ТЕКСТ ЗАДАНИЯ A
Преобразуйте записи, начиная со строки с «Would you kindly indicate the rough» и до конца записей включительно, в CSV с двумя столбцами «текст» и «ответ». Каждая запись занимает одну строку CSV, а её текст и ответ стоят каждый в своём поле в кавычках, с переносами строк, замененными пробелами.

ТЕКСТ ДОКУМЕНТА
———

Почему анатолийские крестьяне так легко приняли Кемаля, говорившего часто вещи им непонятные и призывавшего к созданию чего-то такого, чего они вовсе не желали создавать? Они склонились перед военным героем, героем, которого ждали десятки, сотни лет упадка Османской империи. В первую мировую войну Кемаль прославился тем, что под его руководством была одержана одна из немногих побед турецкой армии. Разбив англичан в Дарданеллах, в части их, именуемой Анафарталах, он спас положение турок в самый критический момент. Возглавив войну против оккупантов, он снискал себе такую славу героя, что уважение анатолийских крестьян к нему стало практически безграничным. И как герою ему многое было позволено. Статус военного героя давал Кемалю право на произвол - санкцию на любые реформы, и турки были готовы смириться перед всеми его, с их точки зрения, сумасбродствами. Кстати, и после смерти Кемаля его пост во главе Великого Национального Собрания Турции занял человек, также имевший статус военного героя, - Исмет Иненю.
Формируя свою армию, Кемаль опирался на крестьянство, то есть создавал народную армию, которую крестьяне охотно признавали своей. "Мустафа Кемаль, считая армию главной опорой в проведении реформ, призывал в офицерские школы неимущих молодых людей, главным образом крестьянских сыновей, обеспечивая их жильем, питанием и денежным пособием, и в настоящее время, в отличии от других стран Ближнего Востока, офицеры в Турции происходят из народа и главным образом из средних слоев" [13, с. 76]. "Для сыновей анатолийских крестьян призыв в армию означает первый контакт с внешним миром" [13, с. 81]. Офицерская карьера в Турции весьма привлекательна для молодых людей из средних слоев, так как служба в армии дает "возможность обеспечить себе приличное место в обществе, не имея ни знатного происхождения, ни денег, ни протекции. <...> Некоторым из, вышедших из малоимущих слоев удалось дослужиться до командных постов в армии " [24, с. 73]. Эта система напоминает нам порядок, принятый в Османской империи а период ее расцвета, когда путь к высшим должностям был открыт для человека самого низкого происхождения, коль скоро он отличился на военном поприще.
Военные перевороты в Турции стали традицией, заложенной еще младотурками или даже янычарами. Интересно отношение к ним масс народа. Вспомним, что младотурецкая "революция в Турции началась как заговор, а продолжалась как народный праздник. <...> Во всем народе пробудилось чувство свободы, проявившее себя главным образом желанием манифестаций и шума, изобилием слов и жестов. Казалось, что каждый торопился воспользоваться новой свободой, старался доказать себе, что он наконец владеет ею" [25, с. 109]. Очень похожа реакция турецкого народа на военный переворот шестидесятого года: "Население было в праздничном настроении. Сплошным потоком двигались группы людей, неся в руках бесхитростные транспаранты. У подножия памятника Ататюрку они возлагали цветы и венки. <...> Демонстранты кричат: "Хюррет!" (Свобода). Они поют песни о национальном освобождении. <...> Среди демонстрантов можно было заметить женщин. Некоторые из них были в чадре. Они провозглашали лозунги: "Да здравствует армия!"" [26, с. 23].

———

ПЕРЕЧЕНЬ ЗАПИСЕЙ
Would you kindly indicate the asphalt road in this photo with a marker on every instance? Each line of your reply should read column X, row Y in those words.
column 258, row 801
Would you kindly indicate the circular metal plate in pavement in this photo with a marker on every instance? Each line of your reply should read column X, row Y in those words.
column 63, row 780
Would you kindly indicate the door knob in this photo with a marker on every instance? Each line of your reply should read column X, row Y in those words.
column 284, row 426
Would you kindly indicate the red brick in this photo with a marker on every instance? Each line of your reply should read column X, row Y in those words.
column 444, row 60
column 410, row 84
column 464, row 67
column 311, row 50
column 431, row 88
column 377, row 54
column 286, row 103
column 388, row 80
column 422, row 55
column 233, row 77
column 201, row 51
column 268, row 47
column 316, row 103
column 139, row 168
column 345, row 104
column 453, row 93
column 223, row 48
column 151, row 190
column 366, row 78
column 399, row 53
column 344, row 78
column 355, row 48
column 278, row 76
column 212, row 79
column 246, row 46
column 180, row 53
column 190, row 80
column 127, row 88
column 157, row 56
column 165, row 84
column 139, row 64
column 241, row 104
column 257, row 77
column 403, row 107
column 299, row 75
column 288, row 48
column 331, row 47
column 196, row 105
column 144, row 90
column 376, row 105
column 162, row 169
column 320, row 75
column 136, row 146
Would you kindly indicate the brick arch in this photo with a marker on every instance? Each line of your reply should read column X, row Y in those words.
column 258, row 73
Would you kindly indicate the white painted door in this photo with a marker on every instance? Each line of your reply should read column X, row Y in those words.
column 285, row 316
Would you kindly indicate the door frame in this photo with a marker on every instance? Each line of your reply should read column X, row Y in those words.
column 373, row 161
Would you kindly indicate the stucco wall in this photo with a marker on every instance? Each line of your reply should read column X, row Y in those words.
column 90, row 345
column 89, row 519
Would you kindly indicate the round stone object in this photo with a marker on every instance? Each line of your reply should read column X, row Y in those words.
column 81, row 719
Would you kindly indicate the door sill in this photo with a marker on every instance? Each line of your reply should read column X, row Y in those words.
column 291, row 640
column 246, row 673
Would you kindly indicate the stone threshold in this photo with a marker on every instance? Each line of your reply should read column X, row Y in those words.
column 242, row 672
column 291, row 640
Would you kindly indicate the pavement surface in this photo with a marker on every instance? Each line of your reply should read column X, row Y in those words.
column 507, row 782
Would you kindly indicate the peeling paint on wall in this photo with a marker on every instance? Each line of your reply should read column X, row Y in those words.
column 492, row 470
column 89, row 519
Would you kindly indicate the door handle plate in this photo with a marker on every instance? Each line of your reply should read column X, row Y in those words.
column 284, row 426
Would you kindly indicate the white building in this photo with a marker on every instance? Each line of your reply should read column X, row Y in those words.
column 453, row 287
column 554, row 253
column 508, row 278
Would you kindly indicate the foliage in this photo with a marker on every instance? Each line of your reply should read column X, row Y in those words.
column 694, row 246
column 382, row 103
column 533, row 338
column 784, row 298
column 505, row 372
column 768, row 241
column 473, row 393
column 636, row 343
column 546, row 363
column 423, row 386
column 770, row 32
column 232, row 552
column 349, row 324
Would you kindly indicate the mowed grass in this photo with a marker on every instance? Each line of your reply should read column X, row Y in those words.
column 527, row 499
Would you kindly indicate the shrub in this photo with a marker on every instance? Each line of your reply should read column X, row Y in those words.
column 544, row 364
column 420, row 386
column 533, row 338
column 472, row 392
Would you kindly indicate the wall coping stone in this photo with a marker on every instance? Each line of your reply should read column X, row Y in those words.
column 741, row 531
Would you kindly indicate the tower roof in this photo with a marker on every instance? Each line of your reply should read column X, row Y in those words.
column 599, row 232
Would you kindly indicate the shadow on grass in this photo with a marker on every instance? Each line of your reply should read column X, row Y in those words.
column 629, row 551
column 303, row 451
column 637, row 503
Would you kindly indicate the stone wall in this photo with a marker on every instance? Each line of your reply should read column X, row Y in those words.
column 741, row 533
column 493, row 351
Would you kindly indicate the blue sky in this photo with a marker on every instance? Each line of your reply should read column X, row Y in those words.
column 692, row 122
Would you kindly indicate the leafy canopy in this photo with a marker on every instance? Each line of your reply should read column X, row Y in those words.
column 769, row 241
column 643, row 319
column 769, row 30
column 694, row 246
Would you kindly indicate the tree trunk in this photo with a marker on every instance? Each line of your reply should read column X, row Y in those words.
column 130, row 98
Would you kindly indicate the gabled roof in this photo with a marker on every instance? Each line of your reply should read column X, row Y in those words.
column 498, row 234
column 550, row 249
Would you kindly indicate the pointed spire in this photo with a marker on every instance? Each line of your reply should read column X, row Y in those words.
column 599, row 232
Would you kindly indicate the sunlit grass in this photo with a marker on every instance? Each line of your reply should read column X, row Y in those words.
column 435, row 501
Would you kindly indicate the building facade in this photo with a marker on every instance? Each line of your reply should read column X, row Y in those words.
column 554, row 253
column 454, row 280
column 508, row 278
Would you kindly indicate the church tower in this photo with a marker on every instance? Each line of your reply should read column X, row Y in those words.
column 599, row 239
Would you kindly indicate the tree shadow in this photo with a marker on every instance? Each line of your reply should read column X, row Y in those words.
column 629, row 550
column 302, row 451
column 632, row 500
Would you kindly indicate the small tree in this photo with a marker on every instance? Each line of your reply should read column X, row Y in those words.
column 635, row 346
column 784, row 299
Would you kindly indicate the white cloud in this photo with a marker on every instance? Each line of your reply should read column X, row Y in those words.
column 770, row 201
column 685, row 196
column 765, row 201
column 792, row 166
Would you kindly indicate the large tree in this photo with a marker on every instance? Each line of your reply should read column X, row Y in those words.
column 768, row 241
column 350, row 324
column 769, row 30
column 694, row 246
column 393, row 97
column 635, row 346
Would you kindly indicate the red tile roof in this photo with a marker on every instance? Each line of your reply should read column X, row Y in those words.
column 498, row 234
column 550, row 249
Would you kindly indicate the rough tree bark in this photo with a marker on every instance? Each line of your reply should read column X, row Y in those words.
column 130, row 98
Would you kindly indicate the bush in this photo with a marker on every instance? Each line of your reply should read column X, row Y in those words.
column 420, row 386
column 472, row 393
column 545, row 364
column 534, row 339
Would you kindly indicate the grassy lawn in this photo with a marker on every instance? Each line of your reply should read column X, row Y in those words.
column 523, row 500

———

ТЕКСТ ЗАДАНИЯ B
Продолжите текст о Мустафе Кемале и турецкой армии, начав сразу после его последнего предложения.

ОТВЕТ НА ЗАДАНИЕ A
текст,ответ
"Would you kindly indicate the rough tree bark in this photo with a marker on every instance? Each line of your reply should read column X, row Y in those words.","column 130, row 98"
"Would you kindly indicate the bush in this photo with a marker on every instance? Each line of your reply should read column X, row Y in those words.","column 420, row 386 column 472, row 393 column 545, row 364 column 534, row 339"
"Would you kindly indicate the grassy lawn in this photo with a marker on every instance? Each line of your reply should read column X, row Y in those words.","column 523, row 500"

ОТВЕТ НА ЗАДАНИЕ B
То, что военные перевороты в Турции воспринимаются как праздник, тем более показательно, если учесть, что праздников в Турции вообще немного. При этом народ менее всего размышляет, есть ли у него действительно причина радоваться, что принесет ему военный переворот? Женщины в чадре в шестидесятые годы, когда ношение ее в городе было достаточной смелостью, приветствуют армию, верную хранительницу лаициских идей Кемаля, к числу которых относится и запрет на ношение чадры. Но смысл всякого народного праздника не рефлексируется. Праздником является само действие армии, демонстрация ее присутствия в жизни. Турку достаточно видеть свою армию, чтобы быть счастливым. Эта радость бессознательна, она неподвластна доводам рассудка. И именно поэтому армия - это единственная сила, которая может себе позволить поддерживать лаицизм и противодействовать исламскому влиянию, не боясь потерять популярность в глазах народа. Армии, любимице турок, позволено все.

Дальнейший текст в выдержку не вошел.